Given entries START

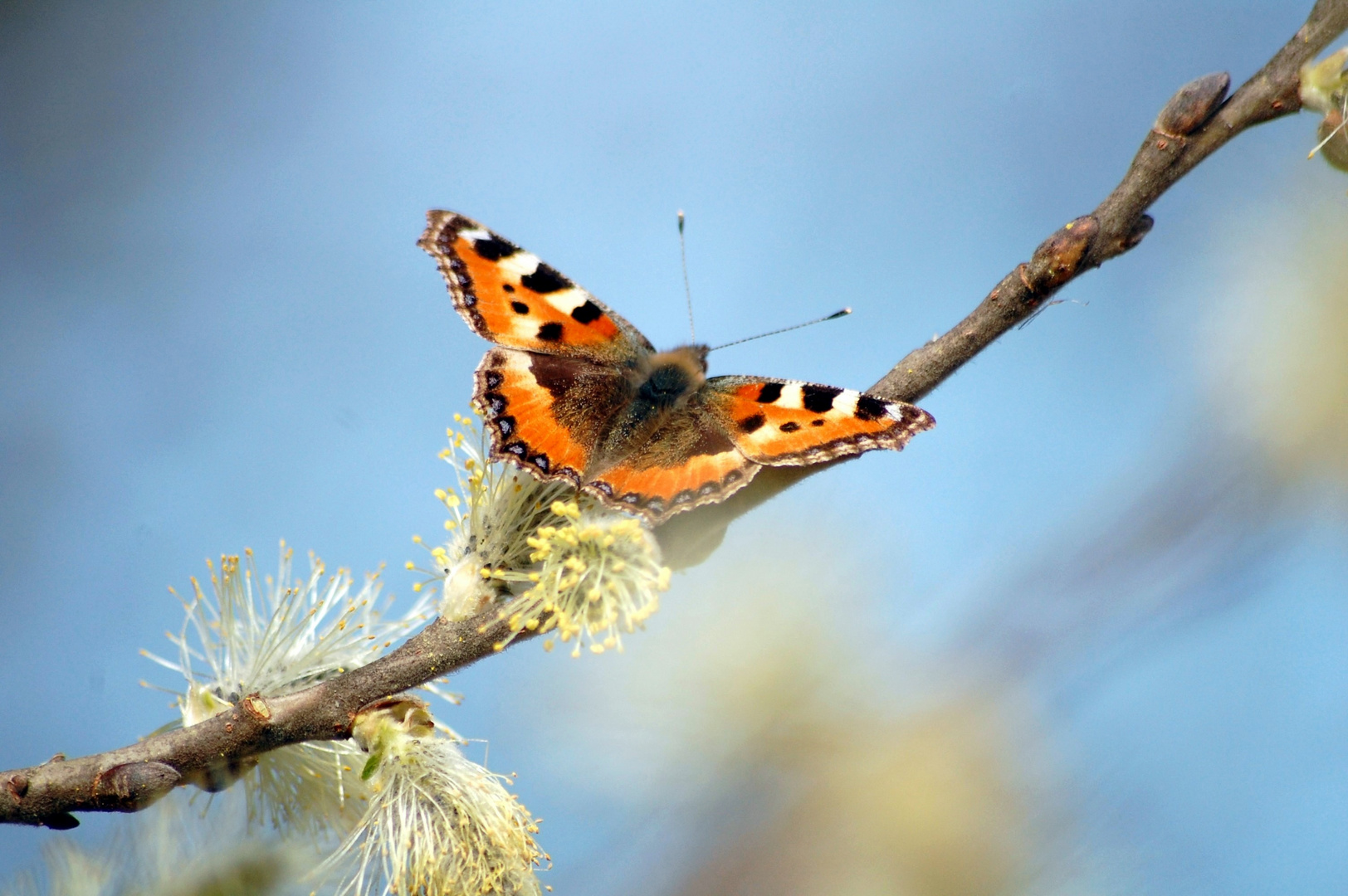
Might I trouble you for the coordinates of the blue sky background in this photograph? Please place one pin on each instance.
(216, 332)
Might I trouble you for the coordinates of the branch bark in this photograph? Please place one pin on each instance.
(1194, 125)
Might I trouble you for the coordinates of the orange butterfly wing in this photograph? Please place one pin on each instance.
(546, 412)
(686, 461)
(790, 423)
(514, 299)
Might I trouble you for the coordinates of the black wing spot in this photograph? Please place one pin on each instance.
(818, 397)
(870, 407)
(494, 248)
(545, 279)
(753, 423)
(587, 313)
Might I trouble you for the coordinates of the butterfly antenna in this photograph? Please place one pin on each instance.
(688, 293)
(788, 329)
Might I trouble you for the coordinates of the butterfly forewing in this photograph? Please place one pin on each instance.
(792, 423)
(514, 299)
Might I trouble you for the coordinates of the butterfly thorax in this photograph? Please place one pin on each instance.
(661, 384)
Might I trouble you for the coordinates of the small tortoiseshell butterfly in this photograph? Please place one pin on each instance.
(576, 392)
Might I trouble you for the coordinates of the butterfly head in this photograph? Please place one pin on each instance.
(672, 376)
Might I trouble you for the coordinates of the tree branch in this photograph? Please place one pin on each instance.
(1190, 127)
(1194, 125)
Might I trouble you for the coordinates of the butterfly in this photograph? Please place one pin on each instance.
(576, 392)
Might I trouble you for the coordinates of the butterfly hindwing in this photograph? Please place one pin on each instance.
(545, 411)
(514, 299)
(686, 461)
(790, 423)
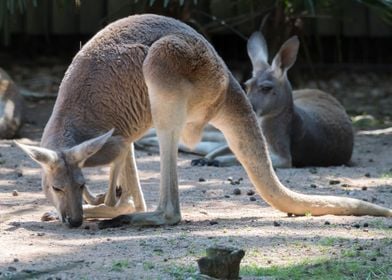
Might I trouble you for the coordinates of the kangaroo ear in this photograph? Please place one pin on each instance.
(286, 56)
(43, 156)
(258, 52)
(80, 153)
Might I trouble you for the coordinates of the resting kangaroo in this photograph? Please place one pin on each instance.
(144, 70)
(304, 127)
(301, 128)
(11, 106)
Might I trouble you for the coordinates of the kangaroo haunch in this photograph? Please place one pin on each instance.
(144, 70)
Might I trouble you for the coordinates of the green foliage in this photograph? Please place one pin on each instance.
(120, 265)
(347, 268)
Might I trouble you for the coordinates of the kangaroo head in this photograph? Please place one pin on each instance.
(269, 90)
(62, 178)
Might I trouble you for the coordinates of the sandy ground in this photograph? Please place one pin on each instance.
(212, 215)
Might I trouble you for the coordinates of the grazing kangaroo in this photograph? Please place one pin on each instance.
(144, 70)
(304, 127)
(11, 106)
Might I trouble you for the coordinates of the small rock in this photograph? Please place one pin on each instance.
(250, 192)
(313, 170)
(236, 191)
(221, 262)
(334, 182)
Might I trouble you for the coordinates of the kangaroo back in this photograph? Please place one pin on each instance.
(323, 136)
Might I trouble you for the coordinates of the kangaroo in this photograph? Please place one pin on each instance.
(11, 106)
(147, 70)
(303, 127)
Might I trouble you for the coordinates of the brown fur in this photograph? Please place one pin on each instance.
(11, 106)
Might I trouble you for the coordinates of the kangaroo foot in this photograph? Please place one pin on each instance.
(205, 162)
(104, 211)
(155, 218)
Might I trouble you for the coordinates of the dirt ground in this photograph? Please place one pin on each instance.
(314, 247)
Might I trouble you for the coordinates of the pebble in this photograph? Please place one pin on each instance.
(334, 182)
(236, 191)
(250, 192)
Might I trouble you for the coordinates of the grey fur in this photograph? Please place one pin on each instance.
(304, 127)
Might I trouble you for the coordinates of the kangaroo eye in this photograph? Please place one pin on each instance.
(265, 89)
(56, 189)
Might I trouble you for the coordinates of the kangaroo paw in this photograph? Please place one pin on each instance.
(49, 216)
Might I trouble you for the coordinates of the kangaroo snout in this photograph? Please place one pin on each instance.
(73, 222)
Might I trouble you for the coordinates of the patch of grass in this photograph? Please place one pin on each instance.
(119, 265)
(148, 265)
(321, 269)
(182, 272)
(329, 241)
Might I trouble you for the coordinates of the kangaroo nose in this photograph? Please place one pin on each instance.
(73, 222)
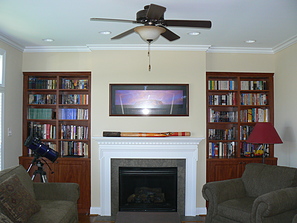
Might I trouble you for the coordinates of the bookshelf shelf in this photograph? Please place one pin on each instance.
(56, 109)
(234, 103)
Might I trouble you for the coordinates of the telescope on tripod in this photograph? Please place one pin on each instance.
(40, 150)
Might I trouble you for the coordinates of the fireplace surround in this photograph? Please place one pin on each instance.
(148, 148)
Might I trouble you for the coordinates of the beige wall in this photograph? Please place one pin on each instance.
(240, 62)
(167, 67)
(132, 67)
(286, 105)
(13, 102)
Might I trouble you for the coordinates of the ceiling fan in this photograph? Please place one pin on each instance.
(152, 16)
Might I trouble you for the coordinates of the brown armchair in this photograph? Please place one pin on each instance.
(264, 193)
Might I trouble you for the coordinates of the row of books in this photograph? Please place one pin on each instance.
(36, 83)
(254, 99)
(74, 148)
(221, 85)
(42, 131)
(40, 113)
(255, 115)
(222, 149)
(248, 149)
(253, 85)
(223, 116)
(76, 99)
(222, 134)
(74, 132)
(74, 84)
(42, 99)
(222, 99)
(245, 131)
(74, 113)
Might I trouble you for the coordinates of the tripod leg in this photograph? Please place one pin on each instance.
(44, 179)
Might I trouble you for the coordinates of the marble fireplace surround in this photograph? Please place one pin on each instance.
(148, 148)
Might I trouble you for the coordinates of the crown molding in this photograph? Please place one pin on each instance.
(165, 47)
(249, 50)
(285, 44)
(56, 49)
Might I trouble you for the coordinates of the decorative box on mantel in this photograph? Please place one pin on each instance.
(148, 148)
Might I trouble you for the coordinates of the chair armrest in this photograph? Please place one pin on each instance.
(56, 191)
(273, 203)
(220, 191)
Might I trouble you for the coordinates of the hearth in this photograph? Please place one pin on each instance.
(147, 148)
(152, 189)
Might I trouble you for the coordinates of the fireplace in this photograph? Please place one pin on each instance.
(146, 148)
(152, 189)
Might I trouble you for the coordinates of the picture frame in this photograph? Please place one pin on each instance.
(149, 100)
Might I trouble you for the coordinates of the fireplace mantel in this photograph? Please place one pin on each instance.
(148, 148)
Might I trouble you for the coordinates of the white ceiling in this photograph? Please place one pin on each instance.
(272, 23)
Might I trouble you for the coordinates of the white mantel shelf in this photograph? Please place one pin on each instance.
(148, 148)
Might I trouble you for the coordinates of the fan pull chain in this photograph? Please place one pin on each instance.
(149, 56)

Given entries END

Goal of the exercise: All the data above is to be transcribed exactly, with no pictures included.

Task answer:
Might I trouble you for the coordinates of the blue sky background in this photograph? Please place one pin on each instance.
(216, 332)
Might I trouble you for the coordinates of the branch bark in this photograph? Please place one pin on each instance.
(1194, 125)
Might I trouble you for the coordinates of the orange butterfly wing in this photograph? Please place one pin on each instance.
(546, 412)
(686, 461)
(790, 423)
(514, 299)
Might I trouble you for the coordinates of the black wing spot in this photograph? Please place one pin on each instance.
(818, 397)
(870, 407)
(494, 248)
(545, 279)
(753, 423)
(587, 313)
Might I trouble you for the coordinates of the butterfly antenna in this photograph? Please place one pin on each instance.
(688, 293)
(788, 329)
Might I trouble you for the coordinates of the butterfly forewing in this photograph? Please place one pin on each instance.
(792, 423)
(514, 299)
Might I trouble you for the coordinates of the butterfly thorax in this photograph? Please place one pin on each instance.
(661, 384)
Might I trouble you for the coordinates of the small tortoiseshell butterfly in this photograph? Please place one pin on each instance.
(576, 392)
Might I trouble you for the coordinates of the butterfly head in this photograph? Please place one pin on each instance.
(672, 376)
Might I trouble you for the coordinates of the tree branch in this photograph? Please place one pin on each instance.
(1190, 127)
(1194, 125)
Might I trouble you for the coordinates of the butterfly in this photograph? Please place one pin on each instance.
(576, 392)
Might I trouble you for the coordinates of the butterfly hindwing in this photograph? Please place one pin on each instance.
(545, 411)
(514, 299)
(686, 461)
(790, 423)
Might I trouble you for the coordinates of the kangaroo ear in this photograph? Please place one pin on each instance.
(286, 56)
(43, 156)
(258, 52)
(80, 153)
Might I trouble you for the coordinates of the resting kangaroo in this photograph? Please place one pin on each instance.
(144, 70)
(304, 127)
(301, 128)
(11, 106)
Might I trouble you for the coordinates of the kangaroo haunch in this photograph? Please place one pin on each instance.
(144, 70)
Might I trouble you for the coordinates of the green foliage in this photograph? Please place one pin on each instance.
(120, 265)
(347, 268)
Might I trouble you for the coordinates of the kangaroo head in this photograph? Please place one pin on each instance.
(269, 90)
(62, 178)
Might I trouble you for the coordinates of the sandy ground in this photograph? Please place one pin on each instance.
(212, 215)
Might I trouble you for the coordinates of the grazing kangaroo in this photograph? Please place one pin on each instance.
(144, 70)
(304, 127)
(11, 106)
Might I trouble you for the coordinates of the small rock in this photograph? Please place one pin on each instance.
(250, 192)
(313, 170)
(236, 191)
(221, 262)
(334, 182)
Might I trouble you for the coordinates of the kangaroo back in this photograph? Please place one pin on each instance.
(323, 136)
Might I trouble you for the coordinates of the kangaroo in this photograph? Please place one pin on each instance.
(11, 106)
(147, 70)
(303, 127)
Might I trouble you for the coordinates of the brown fur in this photograph? Please place one pin on each instance.
(11, 106)
Might I trouble you for the coordinates of the kangaroo foot in this photograph? Please place one pin on each instance.
(205, 162)
(104, 211)
(155, 218)
Might I trouble you for the coordinates of the dirt ground in this photograph? Please place one pin on each instance.
(314, 247)
Might I trouble you for the coordinates of the pebble in this photograph? Please place one pin on each instance.
(334, 182)
(236, 191)
(250, 192)
Might I trouble you for the coordinates of the grey fur in this photograph? Please place one pin on each instance.
(304, 127)
Might I trouble you for the coordinates of the kangaroo eye in this photograph? Please place one pin on each instance.
(265, 89)
(56, 189)
Might I trouble you for the coordinates of the kangaroo paw in this photograph? Please place one pin on each instance.
(49, 216)
Might I trouble you for the coordinates of the kangaroo snout in this photograph? Please place one pin on each instance.
(73, 222)
Might I trouble you for the coordinates of the patch of grass in this photograph? Please place one pin on each instance.
(119, 265)
(148, 265)
(321, 269)
(182, 272)
(329, 241)
Might I trouble you for the coordinates of the kangaroo nose in this photograph? Please place one pin on each instance.
(73, 222)
Might I trouble you for the coordinates of the bookshelf shelf in this photograph? Please place one pin on each instance.
(56, 109)
(234, 103)
Might I trouble you for the coordinates of the telescope on tripod in this photograph? Please place one pin on each instance.
(40, 150)
Might I trouble you for the coordinates of the fireplace surround in this photograph? Please place one pin on each instance.
(148, 148)
Might I trouble you for the coordinates of the beige wall in this photograph? Please place one pin on each instance.
(240, 62)
(167, 67)
(132, 67)
(286, 105)
(13, 102)
Might I trouble you for the coordinates of the ceiling fan in this photograph? Please place one pin on each instance.
(152, 16)
Might I trouble you for the coordinates of the brown armchair in this photograph? Please place one pin on each instance.
(264, 193)
Might I trouble you for the coordinates of the row of books in this photograph? Please place one pin on each instance.
(36, 83)
(254, 99)
(74, 148)
(221, 85)
(42, 131)
(40, 113)
(255, 115)
(222, 149)
(248, 149)
(253, 85)
(223, 116)
(76, 99)
(222, 134)
(74, 132)
(74, 84)
(42, 99)
(222, 99)
(245, 131)
(74, 113)
Might I trouble you for the coordinates of the tripod leg in this photograph? Please place one pin on each instance.
(44, 179)
Might I trouble you for the coordinates of the marble fireplace surround in this photograph? Please place one pin on each instance.
(148, 148)
Might I trouble you for the coordinates of the crown molding in this photograph? Please place one pin on each instance.
(165, 47)
(249, 50)
(285, 44)
(56, 49)
Might I trouble you for the coordinates of the decorative box on mantel in this photograph? Please place one pin on each instance.
(148, 148)
Might I trouble you for the coordinates of the chair armrest in this photograph? Please place one pin on each instance.
(56, 191)
(273, 203)
(220, 191)
Might I trouble you for the coordinates of the hearth in this photograph? Please place one pin on each instance.
(147, 148)
(152, 189)
Might I trouble you for the coordinates of the fireplace in this photograph? Please place one pin on each instance.
(146, 148)
(152, 189)
Might I trouble you for the coordinates of the picture frame in this photograph? Please place one pin on each instance.
(149, 100)
Might I trouble you for the coordinates of the fireplace mantel in this photograph? Please place one pin on each instance.
(148, 148)
Might I trouble you for the coordinates of the white ceiling in this photograph? Please place one pin on each instance.
(272, 23)
Might I trouble you for the coordinates of the white mantel shelf in this photograph? Please place one pin on each instance.
(148, 148)
Might I trouble you for the coordinates of the fan pull chain in this photograph? Please place one pin on each instance.
(149, 56)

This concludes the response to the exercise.